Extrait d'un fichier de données
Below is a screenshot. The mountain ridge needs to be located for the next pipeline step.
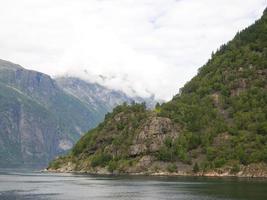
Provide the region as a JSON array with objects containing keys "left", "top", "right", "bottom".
[
  {"left": 0, "top": 60, "right": 155, "bottom": 167},
  {"left": 48, "top": 10, "right": 267, "bottom": 177}
]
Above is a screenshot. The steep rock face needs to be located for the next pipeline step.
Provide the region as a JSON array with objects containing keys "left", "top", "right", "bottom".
[
  {"left": 49, "top": 8, "right": 267, "bottom": 176},
  {"left": 0, "top": 60, "right": 100, "bottom": 166},
  {"left": 56, "top": 76, "right": 156, "bottom": 113},
  {"left": 129, "top": 116, "right": 179, "bottom": 156},
  {"left": 0, "top": 60, "right": 157, "bottom": 166}
]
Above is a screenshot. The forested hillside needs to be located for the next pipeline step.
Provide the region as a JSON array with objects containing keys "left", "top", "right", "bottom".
[{"left": 50, "top": 8, "right": 267, "bottom": 176}]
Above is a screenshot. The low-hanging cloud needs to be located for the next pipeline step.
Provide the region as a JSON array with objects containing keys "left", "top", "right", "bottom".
[{"left": 0, "top": 0, "right": 267, "bottom": 100}]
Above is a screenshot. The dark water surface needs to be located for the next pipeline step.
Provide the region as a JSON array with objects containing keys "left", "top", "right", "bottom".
[{"left": 0, "top": 170, "right": 267, "bottom": 200}]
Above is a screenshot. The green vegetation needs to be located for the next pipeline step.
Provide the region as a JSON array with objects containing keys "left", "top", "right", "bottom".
[
  {"left": 49, "top": 8, "right": 267, "bottom": 173},
  {"left": 158, "top": 9, "right": 267, "bottom": 168}
]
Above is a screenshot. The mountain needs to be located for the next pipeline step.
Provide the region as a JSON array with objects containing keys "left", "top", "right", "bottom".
[
  {"left": 55, "top": 76, "right": 156, "bottom": 113},
  {"left": 0, "top": 60, "right": 155, "bottom": 166},
  {"left": 48, "top": 8, "right": 267, "bottom": 177}
]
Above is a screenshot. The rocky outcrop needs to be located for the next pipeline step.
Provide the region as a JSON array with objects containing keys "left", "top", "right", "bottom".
[{"left": 129, "top": 117, "right": 179, "bottom": 156}]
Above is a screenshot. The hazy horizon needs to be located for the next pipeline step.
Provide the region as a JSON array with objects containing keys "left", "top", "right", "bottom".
[{"left": 0, "top": 0, "right": 267, "bottom": 100}]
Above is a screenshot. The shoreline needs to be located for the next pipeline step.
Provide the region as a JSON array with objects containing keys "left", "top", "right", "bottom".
[{"left": 41, "top": 169, "right": 267, "bottom": 179}]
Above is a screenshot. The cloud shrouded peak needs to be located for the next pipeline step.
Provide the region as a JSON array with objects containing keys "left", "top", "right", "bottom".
[{"left": 0, "top": 0, "right": 267, "bottom": 99}]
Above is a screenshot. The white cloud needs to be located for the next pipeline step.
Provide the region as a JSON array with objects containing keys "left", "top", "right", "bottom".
[{"left": 0, "top": 0, "right": 267, "bottom": 99}]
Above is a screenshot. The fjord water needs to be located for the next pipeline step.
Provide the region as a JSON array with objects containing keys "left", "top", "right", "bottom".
[{"left": 0, "top": 170, "right": 267, "bottom": 200}]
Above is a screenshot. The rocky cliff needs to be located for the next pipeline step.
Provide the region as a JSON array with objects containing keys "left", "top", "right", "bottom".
[
  {"left": 0, "top": 60, "right": 155, "bottom": 166},
  {"left": 49, "top": 8, "right": 267, "bottom": 177}
]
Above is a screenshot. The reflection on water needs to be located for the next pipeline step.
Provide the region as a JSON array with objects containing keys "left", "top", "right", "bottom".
[{"left": 0, "top": 170, "right": 267, "bottom": 200}]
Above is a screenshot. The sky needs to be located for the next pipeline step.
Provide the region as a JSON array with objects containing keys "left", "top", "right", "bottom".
[{"left": 0, "top": 0, "right": 267, "bottom": 100}]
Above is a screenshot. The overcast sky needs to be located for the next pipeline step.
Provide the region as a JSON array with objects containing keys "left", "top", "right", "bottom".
[{"left": 0, "top": 0, "right": 267, "bottom": 100}]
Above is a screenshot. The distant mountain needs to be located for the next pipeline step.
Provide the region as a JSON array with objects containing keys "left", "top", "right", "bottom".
[
  {"left": 49, "top": 10, "right": 267, "bottom": 177},
  {"left": 0, "top": 60, "right": 157, "bottom": 166},
  {"left": 55, "top": 76, "right": 156, "bottom": 113}
]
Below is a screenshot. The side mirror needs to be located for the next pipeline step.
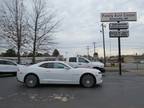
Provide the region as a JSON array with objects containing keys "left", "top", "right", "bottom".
[{"left": 65, "top": 67, "right": 70, "bottom": 70}]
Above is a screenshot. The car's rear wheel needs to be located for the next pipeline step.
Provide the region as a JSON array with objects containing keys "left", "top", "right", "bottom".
[
  {"left": 25, "top": 75, "right": 38, "bottom": 88},
  {"left": 80, "top": 74, "right": 96, "bottom": 88}
]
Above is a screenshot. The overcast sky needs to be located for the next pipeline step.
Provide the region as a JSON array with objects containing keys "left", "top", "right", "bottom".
[
  {"left": 0, "top": 0, "right": 144, "bottom": 56},
  {"left": 50, "top": 0, "right": 144, "bottom": 56}
]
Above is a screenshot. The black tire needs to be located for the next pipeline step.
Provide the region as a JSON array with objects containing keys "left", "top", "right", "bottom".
[
  {"left": 80, "top": 74, "right": 96, "bottom": 88},
  {"left": 25, "top": 75, "right": 38, "bottom": 88}
]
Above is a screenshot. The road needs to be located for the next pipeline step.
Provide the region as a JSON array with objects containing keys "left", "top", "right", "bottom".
[{"left": 0, "top": 73, "right": 144, "bottom": 108}]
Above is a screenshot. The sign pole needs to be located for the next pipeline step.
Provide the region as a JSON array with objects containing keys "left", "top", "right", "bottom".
[
  {"left": 118, "top": 21, "right": 122, "bottom": 75},
  {"left": 118, "top": 37, "right": 122, "bottom": 75}
]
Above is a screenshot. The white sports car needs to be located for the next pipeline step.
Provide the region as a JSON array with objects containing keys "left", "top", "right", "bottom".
[{"left": 17, "top": 61, "right": 102, "bottom": 88}]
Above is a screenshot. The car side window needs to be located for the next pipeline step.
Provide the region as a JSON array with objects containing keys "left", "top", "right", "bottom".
[
  {"left": 54, "top": 63, "right": 68, "bottom": 69},
  {"left": 40, "top": 63, "right": 54, "bottom": 68},
  {"left": 78, "top": 58, "right": 88, "bottom": 63},
  {"left": 69, "top": 57, "right": 76, "bottom": 62}
]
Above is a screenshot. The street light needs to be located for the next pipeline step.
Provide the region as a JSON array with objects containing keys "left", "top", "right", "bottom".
[{"left": 100, "top": 23, "right": 106, "bottom": 66}]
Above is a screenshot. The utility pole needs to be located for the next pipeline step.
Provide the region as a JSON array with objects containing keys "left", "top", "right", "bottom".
[
  {"left": 101, "top": 23, "right": 106, "bottom": 66},
  {"left": 93, "top": 42, "right": 96, "bottom": 53}
]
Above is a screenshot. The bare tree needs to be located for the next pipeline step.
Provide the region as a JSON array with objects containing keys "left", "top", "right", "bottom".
[
  {"left": 0, "top": 0, "right": 27, "bottom": 63},
  {"left": 29, "top": 0, "right": 59, "bottom": 63}
]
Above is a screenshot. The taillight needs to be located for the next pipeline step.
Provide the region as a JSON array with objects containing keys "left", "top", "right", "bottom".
[{"left": 17, "top": 69, "right": 22, "bottom": 74}]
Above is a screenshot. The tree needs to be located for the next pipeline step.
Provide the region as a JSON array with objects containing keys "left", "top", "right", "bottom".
[
  {"left": 52, "top": 49, "right": 60, "bottom": 57},
  {"left": 0, "top": 0, "right": 27, "bottom": 63},
  {"left": 2, "top": 49, "right": 17, "bottom": 57},
  {"left": 29, "top": 0, "right": 59, "bottom": 63}
]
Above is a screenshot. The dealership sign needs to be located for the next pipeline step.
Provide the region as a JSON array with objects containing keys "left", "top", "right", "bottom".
[
  {"left": 101, "top": 12, "right": 137, "bottom": 22},
  {"left": 109, "top": 23, "right": 129, "bottom": 30},
  {"left": 109, "top": 30, "right": 129, "bottom": 38}
]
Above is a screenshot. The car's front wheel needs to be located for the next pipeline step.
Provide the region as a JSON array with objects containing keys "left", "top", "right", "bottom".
[
  {"left": 25, "top": 75, "right": 38, "bottom": 88},
  {"left": 80, "top": 74, "right": 96, "bottom": 88}
]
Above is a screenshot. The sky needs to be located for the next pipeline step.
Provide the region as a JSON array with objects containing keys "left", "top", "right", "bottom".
[
  {"left": 50, "top": 0, "right": 144, "bottom": 56},
  {"left": 0, "top": 0, "right": 144, "bottom": 57}
]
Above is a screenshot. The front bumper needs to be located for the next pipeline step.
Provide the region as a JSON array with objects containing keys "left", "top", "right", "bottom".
[{"left": 94, "top": 67, "right": 105, "bottom": 73}]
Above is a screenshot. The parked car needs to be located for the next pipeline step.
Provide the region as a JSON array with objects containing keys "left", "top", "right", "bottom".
[
  {"left": 17, "top": 61, "right": 102, "bottom": 88},
  {"left": 0, "top": 59, "right": 18, "bottom": 75},
  {"left": 66, "top": 56, "right": 105, "bottom": 73}
]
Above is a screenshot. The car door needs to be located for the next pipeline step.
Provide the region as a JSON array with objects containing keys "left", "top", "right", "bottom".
[
  {"left": 38, "top": 62, "right": 73, "bottom": 84},
  {"left": 0, "top": 60, "right": 18, "bottom": 72},
  {"left": 78, "top": 57, "right": 89, "bottom": 68}
]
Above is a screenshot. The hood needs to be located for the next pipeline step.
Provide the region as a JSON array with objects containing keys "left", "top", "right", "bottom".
[{"left": 91, "top": 61, "right": 104, "bottom": 68}]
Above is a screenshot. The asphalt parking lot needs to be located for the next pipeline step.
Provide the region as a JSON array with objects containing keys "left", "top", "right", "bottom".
[{"left": 0, "top": 73, "right": 144, "bottom": 108}]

** Travail à faire **
Relevez chaque ligne des données où figure la chaîne « white », en tenant compte de la casse.

** Réponse **
Above is a screenshot. The white cloud needs to be located for the next pipeline step.
Above is a screenshot. The white sports car needs to be located for the next pipeline step.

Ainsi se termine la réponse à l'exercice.